Count the lines in the records below that contain the string "space" and give only the number.

=== DATA PROVIDED ===
────────────────────

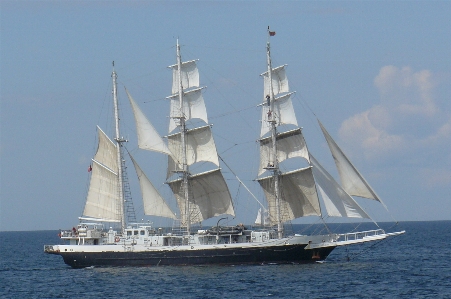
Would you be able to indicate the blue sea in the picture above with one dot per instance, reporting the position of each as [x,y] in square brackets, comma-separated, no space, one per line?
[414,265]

────────────────────

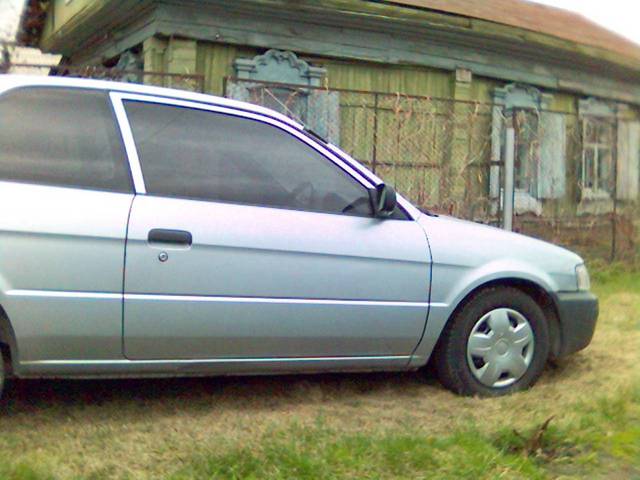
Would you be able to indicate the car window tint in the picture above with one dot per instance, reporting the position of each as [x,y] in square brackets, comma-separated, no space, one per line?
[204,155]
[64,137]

────────────────────

=== SOLUTION FOR THIS TASK ===
2